» EXERCISE AIM: Write out each record below, word for word.

(Records excerpted from a collection)

===============

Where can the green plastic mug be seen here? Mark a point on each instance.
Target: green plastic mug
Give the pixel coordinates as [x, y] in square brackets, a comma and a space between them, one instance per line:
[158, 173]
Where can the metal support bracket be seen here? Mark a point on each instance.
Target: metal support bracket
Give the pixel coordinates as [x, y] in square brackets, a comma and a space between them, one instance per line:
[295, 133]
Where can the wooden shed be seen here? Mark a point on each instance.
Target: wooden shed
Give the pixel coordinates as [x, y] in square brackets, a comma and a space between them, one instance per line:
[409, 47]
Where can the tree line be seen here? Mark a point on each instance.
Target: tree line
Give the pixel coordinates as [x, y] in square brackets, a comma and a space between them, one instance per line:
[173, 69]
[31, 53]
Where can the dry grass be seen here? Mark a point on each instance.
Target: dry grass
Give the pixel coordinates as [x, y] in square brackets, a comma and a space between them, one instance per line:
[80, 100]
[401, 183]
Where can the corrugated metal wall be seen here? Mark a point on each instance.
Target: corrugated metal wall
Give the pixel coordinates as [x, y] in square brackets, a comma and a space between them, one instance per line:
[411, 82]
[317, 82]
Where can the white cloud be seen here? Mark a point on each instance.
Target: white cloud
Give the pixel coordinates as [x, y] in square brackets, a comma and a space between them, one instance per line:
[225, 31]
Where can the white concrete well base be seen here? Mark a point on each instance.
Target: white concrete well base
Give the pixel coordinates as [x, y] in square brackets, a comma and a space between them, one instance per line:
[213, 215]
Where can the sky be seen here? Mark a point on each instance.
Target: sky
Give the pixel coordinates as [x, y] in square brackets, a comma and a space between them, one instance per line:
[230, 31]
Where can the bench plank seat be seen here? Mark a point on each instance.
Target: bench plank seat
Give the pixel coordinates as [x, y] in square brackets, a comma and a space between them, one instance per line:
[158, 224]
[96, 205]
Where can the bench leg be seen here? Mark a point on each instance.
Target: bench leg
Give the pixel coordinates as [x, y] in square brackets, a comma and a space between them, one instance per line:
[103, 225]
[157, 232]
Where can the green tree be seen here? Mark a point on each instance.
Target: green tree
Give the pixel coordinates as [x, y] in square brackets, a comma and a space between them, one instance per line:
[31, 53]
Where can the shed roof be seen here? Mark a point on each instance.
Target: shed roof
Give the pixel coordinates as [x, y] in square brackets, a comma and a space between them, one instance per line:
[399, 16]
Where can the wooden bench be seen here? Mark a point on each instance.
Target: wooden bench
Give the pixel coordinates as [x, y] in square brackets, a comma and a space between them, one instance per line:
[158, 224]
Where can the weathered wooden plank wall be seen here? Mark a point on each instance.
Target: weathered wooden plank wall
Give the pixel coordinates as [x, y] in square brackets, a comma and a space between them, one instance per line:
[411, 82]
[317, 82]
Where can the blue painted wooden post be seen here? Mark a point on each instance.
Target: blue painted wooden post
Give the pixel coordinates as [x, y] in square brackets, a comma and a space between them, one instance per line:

===============

» EXPECTED ANSWER:
Where can the green plastic mug be seen here? Mark a point on each instance.
Target: green plastic mug
Give the pixel coordinates as [x, y] in square brackets, a comma and a space between them, one instance per line:
[158, 173]
Where can the metal support bracket be seen here? Mark a point on each instance.
Target: metal support bracket
Give the pixel coordinates as [x, y] in square brackets, a comma and a space between them, one instance per line:
[295, 133]
Where can the wooden shed be seen here? Mark a point on each instance.
Target: wooden shed
Give the pixel coordinates as [x, y] in square brackets, a comma and a space between them, one instance per line:
[409, 47]
Where can the tree line be seen here? Mark a point on each instance.
Target: tree line
Give the pixel coordinates as [x, y] in square brackets, a comma and a space between them, one instance per line:
[173, 69]
[31, 53]
Where can the dry grass be seen here? Mark a point on each instance.
Target: dry grass
Give the pixel coordinates as [x, y] in square brackets, a comma and a space between them, one instance per line:
[80, 100]
[401, 183]
Where can the corrugated metal wall be seen here? Mark a point on each instance.
Target: corrugated metal wall
Give the pixel coordinates as [x, y] in square brackets, a comma and a space between them, one instance per line:
[411, 82]
[317, 82]
Where can the white cloud be seen here? Mark a point on each instance.
Target: white cloud
Give the pixel coordinates as [x, y] in square brackets, a comma and a space between them, one instance per line:
[225, 31]
Where can the white concrete well base be seen here? Mark a point on each instance.
Target: white concrete well base
Give the pixel coordinates as [x, y] in square brackets, a comma and a space between them, one instance per line:
[213, 215]
Where can the sky be seen here? Mark a point on each instance.
Target: sky
Give the pixel coordinates as [x, y] in square brackets, a comma and a space between them, one instance per line:
[230, 31]
Where can the bench plank seat be seen here? Mark a point on each instance.
Target: bench plank seat
Give the pixel coordinates as [x, y] in square brackets, a comma and a space between them, one instance per line:
[158, 224]
[96, 205]
Where can the bench leg be seen here? Mark a point on each instance.
Target: bench leg
Give the pixel coordinates as [x, y] in square brackets, a comma and a space between them, one instance per line:
[103, 225]
[157, 232]
Where can the green tree be seen here? Mark a point on each instance.
Target: green tree
Give the pixel coordinates as [x, y] in square brackets, a comma and a space between them, one instance per line:
[31, 53]
Where can the shed roof be seen here? Mark a point on each instance.
Target: shed roof
Give the pixel coordinates as [x, y] in square brackets, a comma and a space between them, one instance per line:
[399, 16]
Where can the wooden bench be seen here? Mark a point on each instance.
Target: wooden bench
Give the pixel coordinates as [x, y] in square brackets, a comma and a space between them, one instance per line:
[158, 224]
Where can the weathered wooden plank wall be seen here? Mark a point on each instance.
Target: weathered wooden plank wall
Give the pixel coordinates as [x, y] in square brackets, a comma and a space between them, one instance per line:
[411, 82]
[317, 82]
Where can the blue painted wooden post be seen here? Mark a point on each instance.
Target: blue painted wooden post
Give the pixel coordinates as [x, y] in square brackets, a comma and a space between them, one instance per line:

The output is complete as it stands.